Task directions: For every line below, set down an identical copy.

[Material shown Boundary: Start]

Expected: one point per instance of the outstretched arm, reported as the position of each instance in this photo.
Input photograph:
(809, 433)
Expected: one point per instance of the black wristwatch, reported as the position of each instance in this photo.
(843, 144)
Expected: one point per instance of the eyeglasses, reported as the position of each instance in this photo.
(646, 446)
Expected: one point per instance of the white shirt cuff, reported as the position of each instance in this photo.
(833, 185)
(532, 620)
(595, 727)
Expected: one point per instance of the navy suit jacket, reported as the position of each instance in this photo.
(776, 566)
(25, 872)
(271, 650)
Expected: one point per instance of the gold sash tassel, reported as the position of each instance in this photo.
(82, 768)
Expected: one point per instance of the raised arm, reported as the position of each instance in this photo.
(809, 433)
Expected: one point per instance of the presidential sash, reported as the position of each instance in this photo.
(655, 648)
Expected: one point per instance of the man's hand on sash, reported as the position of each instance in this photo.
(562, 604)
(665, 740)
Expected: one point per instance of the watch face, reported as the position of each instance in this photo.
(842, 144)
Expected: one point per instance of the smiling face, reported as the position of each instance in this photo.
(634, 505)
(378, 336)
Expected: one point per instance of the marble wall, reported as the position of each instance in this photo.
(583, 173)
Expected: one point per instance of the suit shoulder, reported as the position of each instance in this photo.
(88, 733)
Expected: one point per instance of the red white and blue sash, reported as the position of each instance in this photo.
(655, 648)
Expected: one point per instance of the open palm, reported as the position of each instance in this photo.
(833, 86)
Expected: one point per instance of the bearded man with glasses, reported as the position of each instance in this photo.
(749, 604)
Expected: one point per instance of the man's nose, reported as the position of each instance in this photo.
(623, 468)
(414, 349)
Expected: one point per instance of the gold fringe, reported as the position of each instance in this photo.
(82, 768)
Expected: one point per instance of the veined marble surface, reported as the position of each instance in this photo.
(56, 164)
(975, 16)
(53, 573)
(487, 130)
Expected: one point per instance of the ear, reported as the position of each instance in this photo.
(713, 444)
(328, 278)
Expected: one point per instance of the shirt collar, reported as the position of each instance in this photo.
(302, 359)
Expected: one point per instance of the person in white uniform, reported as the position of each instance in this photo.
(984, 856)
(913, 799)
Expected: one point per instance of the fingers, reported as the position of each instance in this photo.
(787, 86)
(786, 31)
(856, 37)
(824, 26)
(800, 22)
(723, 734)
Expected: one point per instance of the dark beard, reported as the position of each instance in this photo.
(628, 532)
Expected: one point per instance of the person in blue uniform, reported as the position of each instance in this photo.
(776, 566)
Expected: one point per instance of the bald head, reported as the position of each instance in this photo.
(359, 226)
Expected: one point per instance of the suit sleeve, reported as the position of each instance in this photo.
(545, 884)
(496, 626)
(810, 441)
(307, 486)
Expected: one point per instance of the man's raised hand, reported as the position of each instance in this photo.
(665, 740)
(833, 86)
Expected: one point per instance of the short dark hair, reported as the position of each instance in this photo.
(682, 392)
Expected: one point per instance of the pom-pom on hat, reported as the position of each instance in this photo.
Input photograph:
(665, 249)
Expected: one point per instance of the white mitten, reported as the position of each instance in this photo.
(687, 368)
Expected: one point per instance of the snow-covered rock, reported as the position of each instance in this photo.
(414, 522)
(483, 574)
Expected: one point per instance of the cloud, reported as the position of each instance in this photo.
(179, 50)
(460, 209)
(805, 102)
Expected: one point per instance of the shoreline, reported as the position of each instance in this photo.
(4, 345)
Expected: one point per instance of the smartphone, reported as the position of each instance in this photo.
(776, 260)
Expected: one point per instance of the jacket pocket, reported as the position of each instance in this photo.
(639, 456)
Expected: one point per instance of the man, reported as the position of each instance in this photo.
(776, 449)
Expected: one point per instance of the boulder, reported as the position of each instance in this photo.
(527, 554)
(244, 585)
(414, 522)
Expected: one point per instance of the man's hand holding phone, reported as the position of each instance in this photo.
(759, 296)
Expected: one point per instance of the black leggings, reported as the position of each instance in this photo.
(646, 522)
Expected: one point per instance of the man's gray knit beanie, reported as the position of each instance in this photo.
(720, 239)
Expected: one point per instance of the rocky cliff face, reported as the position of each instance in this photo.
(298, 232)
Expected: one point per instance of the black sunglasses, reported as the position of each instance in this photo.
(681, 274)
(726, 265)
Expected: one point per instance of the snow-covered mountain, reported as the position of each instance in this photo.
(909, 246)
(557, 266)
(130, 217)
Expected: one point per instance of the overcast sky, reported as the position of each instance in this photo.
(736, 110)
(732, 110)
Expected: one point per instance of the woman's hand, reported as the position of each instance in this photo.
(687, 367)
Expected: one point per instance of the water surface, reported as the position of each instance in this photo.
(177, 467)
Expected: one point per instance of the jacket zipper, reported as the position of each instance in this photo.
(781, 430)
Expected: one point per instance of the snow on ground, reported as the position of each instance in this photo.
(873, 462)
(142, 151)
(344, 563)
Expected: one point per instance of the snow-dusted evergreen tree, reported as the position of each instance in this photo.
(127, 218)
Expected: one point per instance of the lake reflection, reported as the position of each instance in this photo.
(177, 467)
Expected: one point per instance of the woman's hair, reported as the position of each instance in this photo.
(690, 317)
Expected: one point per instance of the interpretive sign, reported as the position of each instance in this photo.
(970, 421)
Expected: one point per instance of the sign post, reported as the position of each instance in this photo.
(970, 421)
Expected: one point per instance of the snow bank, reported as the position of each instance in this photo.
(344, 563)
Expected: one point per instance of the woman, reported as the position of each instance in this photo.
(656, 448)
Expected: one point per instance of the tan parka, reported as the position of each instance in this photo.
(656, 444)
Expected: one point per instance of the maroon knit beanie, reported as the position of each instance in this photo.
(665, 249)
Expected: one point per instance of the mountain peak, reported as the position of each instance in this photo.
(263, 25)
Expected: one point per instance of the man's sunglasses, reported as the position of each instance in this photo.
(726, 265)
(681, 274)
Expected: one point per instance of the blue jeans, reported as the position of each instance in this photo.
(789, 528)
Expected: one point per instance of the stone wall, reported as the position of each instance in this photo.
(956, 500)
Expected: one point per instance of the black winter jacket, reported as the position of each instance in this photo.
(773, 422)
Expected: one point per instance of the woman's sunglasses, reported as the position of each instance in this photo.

[Material shown Boundary: End]

Response area:
Expected: one point per instance of the outstretched arm, reported as the position of each instance in this photo.
Input photograph:
(809, 433)
Expected: one point per instance of the black wristwatch, reported as the position of each instance in this photo.
(843, 144)
Expected: one point per instance of the eyeglasses, reported as the position of each instance in this photo.
(646, 446)
Expected: one point per instance of the white shirt cuff, reported as the position of each instance in this photo.
(833, 185)
(532, 620)
(595, 727)
Expected: one point per instance of the navy suit jacket, reported as the position of each instance in this photo.
(776, 566)
(25, 872)
(271, 650)
Expected: one point per instance of the gold sash tassel, reported as the position of each instance in this photo.
(82, 768)
Expected: one point per instance of the raised arm, reported as the position of each instance in this photo.
(809, 433)
Expected: one point per instance of the presidential sash, reported as the position of each instance in this photo.
(655, 648)
Expected: one point per instance of the man's hand on sash, reported as the position of each instance in this photo.
(562, 604)
(665, 740)
Expected: one point per instance of the watch face, reported as the position of each instance in this photo.
(842, 144)
Expected: one point per instance of the smiling face, reported as the position of each instance in this photo.
(634, 505)
(378, 336)
Expected: one point per instance of the marble wall, reported as the position of each instance in this photo.
(583, 173)
Expected: one point per instance of the suit shoulder, reported as the position of each instance in this photo.
(88, 733)
Expected: one point per instance of the red white and blue sash, reported as the position of each instance in this photo.
(655, 648)
Expected: one point per instance of the open palm, reported as the position of each instance in this photo.
(833, 86)
Expected: one point per instance of the bearded man with glasses, reported as the position of each instance in this photo.
(749, 604)
Expected: one point per instance of the man's nose, reported as the position of each instance in this photo.
(623, 468)
(414, 349)
Expected: one point per instance of the gold fringe, reported as the position of each instance in this photo.
(82, 768)
Expected: one point per instance of the veined marble surface, reported as the position of each instance in this photo.
(56, 164)
(975, 16)
(53, 573)
(487, 130)
Expected: one point per instance of the ear, reported as the position of each instance in this photo.
(713, 444)
(328, 278)
Expected: one point per instance of the shirt collar, reported as the position of each instance in this photo.
(302, 359)
Expected: one point per instance of the person in white uniform, reported as the position of each instance in this photo.
(984, 856)
(913, 799)
Expected: one point per instance of the fingers, reported as the position of each instance in this photo.
(787, 86)
(786, 31)
(856, 37)
(824, 26)
(800, 22)
(723, 734)
Expected: one point per instance of the dark beard, reported as the position of each instance in this photo.
(628, 532)
Expected: one point per instance of the person in blue uniform, reported as the position of each instance in this photo.
(776, 566)
Expected: one point per instance of the bald head, reported as the position of each instance in this photo.
(359, 226)
Expected: one point per instance of the suit sleeve, reported as the position of each instance in this photo.
(545, 884)
(496, 626)
(810, 441)
(307, 486)
Expected: one point per instance of the man's raised hand, reported as the position of each instance in this photo.
(665, 740)
(833, 86)
Expected: one point per instance of the short dark hair, reported as the position of each instance in this photo.
(682, 392)
Expected: one point per instance of the pom-pom on hat, reported as the position of each instance in this photo.
Input photograph:
(665, 249)
Expected: one point per instance of the white mitten, reported as the position of each instance in this photo.
(687, 368)
Expected: one point per instance of the snow-covered rock, reported as the position of each instance in this photo.
(414, 522)
(483, 574)
Expected: one point per instance of the cloud, reported as the position of each instance in this photo.
(179, 50)
(460, 209)
(805, 102)
Expected: one point per instance of the shoreline, reported as the position of each instance in this photo.
(4, 345)
Expected: one point per instance of the smartphone, reported as the position of each instance in this photo.
(776, 260)
Expected: one point per instance of the jacket pocket, reported as the position of each instance in this photo.
(639, 456)
Expected: one point per instance of the man, reported as the position of each instance in this photo.
(776, 449)
Expected: one point per instance of the boulder, reported as the position of each instance in this photo.
(527, 554)
(244, 585)
(414, 522)
Expected: one point per instance of the man's hand holding phone, reported as the position of each instance in this photo.
(759, 296)
Expected: one point per instance of the black leggings, reported as the position of each instance in this photo.
(646, 522)
Expected: one point per instance of the man's gray knit beanie, reported as the position of each instance in this photo.
(720, 239)
Expected: one point per instance of the rocky cliff face, reported as the position of each instance in this photo.
(298, 232)
Expected: one point per instance of the black sunglasses, reported as the position of each instance in this photo.
(681, 274)
(726, 265)
Expected: one point per instance of the snow-covered mountain, reported as the position of each instance in this photo.
(909, 246)
(557, 266)
(130, 217)
Expected: one point per instance of the overcast sky, reported as the position of each instance in this photo.
(736, 110)
(732, 110)
Expected: one point per instance of the woman's hand, reported as the position of each instance in this photo.
(687, 367)
Expected: one point per instance of the water surface, reported as the position of each instance in this photo.
(177, 467)
Expected: one point per instance of the jacket zipper, reported as the position of each instance in this photo.
(781, 430)
Expected: one point per instance of the snow on ground, reported as the position of each instance in this photo.
(873, 462)
(142, 151)
(344, 563)
Expected: one point per instance of the snow-dusted evergreen tree, reported as the position of each instance in this photo.
(127, 218)
Expected: one point per instance of the lake reflection, reported as the position of each instance in this photo.
(177, 467)
Expected: one point per instance of the woman's hair, reported as the position of each instance in this photo.
(690, 317)
Expected: one point per instance of the interpretive sign, reported as the position of each instance in this photo.
(970, 421)
Expected: one point per instance of the sign post, reported as the position of each instance in this photo.
(970, 421)
Expected: one point per instance of the snow bank, reported as the position of each instance in this photo.
(344, 563)
Expected: one point per instance of the woman, reported as the position of each instance in this photo.
(656, 448)
Expected: one point per instance of the tan parka, reported as the position of each instance in this photo.
(656, 444)
Expected: one point per instance of the maroon knit beanie, reported as the position of each instance in this photo.
(665, 249)
Expected: one point per instance of the mountain peak, reported as the position of each instance in this photo.
(263, 25)
Expected: one point per instance of the man's sunglasses, reported as the position of each instance in this photo.
(726, 265)
(681, 274)
Expected: one point per instance of the blue jeans, reported as the position of each instance in this photo.
(789, 528)
Expected: one point per instance of the stone wall, reported as the position of each instance in this photo.
(956, 500)
Expected: one point per instance of the black winter jacket, reported as the position of each instance in this photo.
(773, 422)
Expected: one point per instance of the woman's sunglasses, reported as the position of each instance in this photo.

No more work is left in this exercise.